◆ **WHAT THE TASK REQUIRES**:
Rewrite the paragraph beginning "A stream processor continuously ingests" from the post on stream processors below as a short bulleted list that keeps its main facts.

◆ **PASSAGE SHOWN**:

--- begin ---

So You Want to Write a Stream Processor? Beware of the Duck Syndrome.

So You Want to Write a Stream Processor? Beware of the Duck Syndrome.

Have you heard of the “duck syndrome”? The concept describes a duck appearing to glide effortlessly across a stream but paddling furiously under the water’s surface and is typically used to describe someone that presents as relaxed but is working tirelessly to maintain that appearance.

Kafka Streams gives new life to this idiom — it presents an API surface area that appears simple, but the underlying technology works exceptionally hard to make that a reality.

As a co-founder of a company that focuses on solving Kafka Streams’ operational pains, I frequently discuss the challenges that come from the “furious underwater paddling”. More than once I’ve been confronted with the idea that perhaps it would be easier to build an application without a stream processing framework at all, relying on only the KafkaConsumer primitive.

With this post, I pull back the curtains on what goes into building a reliable event-driven application by shining a light on the internals of Kafka Streams and why we think it’s a foundational technology for writing such apps — so foundational that we’re betting our company on it.

Put on your snorkels, let’s take a look underneath the water.

What is a “Stream Processor”?

A stream processor continuously ingests and processes event streams in real-time, applying operations such as filtering, aggregation, joins and transformations. The event-by-event processing makes it an ideal programming model for event-driven applications as well as situations where low-latency reactions to individual events are critical.

There are various state-of-the-art stream processors such as Kafka Streams that share similar characteristics (for a comparison of why you’d want to choose one or the other, see our whitepaper on the subject). Focusing on Kafka Streams, the framework comes out of the box with:

Functional AttributesNon-Functional Attributes
F1. A programming model that supports handling one event at a time, in a well-defined and deterministic ordering.N1. An emphasis on sub-second latency for processing events.
F2. A fully-featured DSL that can filter, transform, window, aggregate and join event streams.N2. Fault tolerance mechanisms that support high availability.
F3. Transactional processing to ensure exactly-once semantics.N3. The ability to scale horizontally and add computational resources to address performance bottlenecks.
F4. Packaged with a suite of development tooling such as: a testing harness, state inspection and observability.N4. Managing the consistency of storage sub-systems.
N5. Robust error handling mechanisms to ensure errors at any layer of processing are routed appropriately.

These table items forms the basis of a stream processing technology. If you are not yet dissuaded from building them on your own, then read on — we’re about to get technical and explain the effort put into Kafka Streams to provide this functionality.

Step 1: Build the Runtime

Legend

The runtime covers the first two functional attributes (F1, F2) in the table above.

This core is implemented as a poll/process/commit loop. If you were writing this loop from scratch, you would need to answer the following questions:

What operators do I need to implement?

Consequence of getting it wrong: Implementing operators incorrectly will, obviously, produce incorrect results!

--- end ---

◆ **DATASET EXCERPT**:
--- begin ---

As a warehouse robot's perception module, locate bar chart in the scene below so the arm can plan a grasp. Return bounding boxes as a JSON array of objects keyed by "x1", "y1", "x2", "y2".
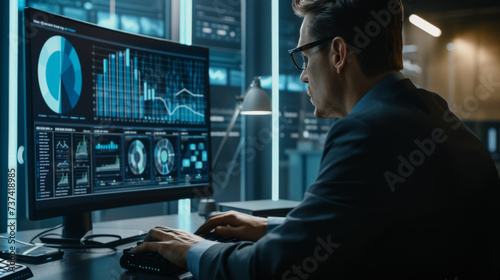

--- end ---

◆ **CORRECT RESULT**:
- A stream processor continuously takes in and processes event streams in real time.
- It applies operations such as filtering, aggregation, joins and transformations.
- Its event-by-event processing makes it an ideal programming model for event-driven applications.
- It also suits situations where low-latency reactions to individual events are critical.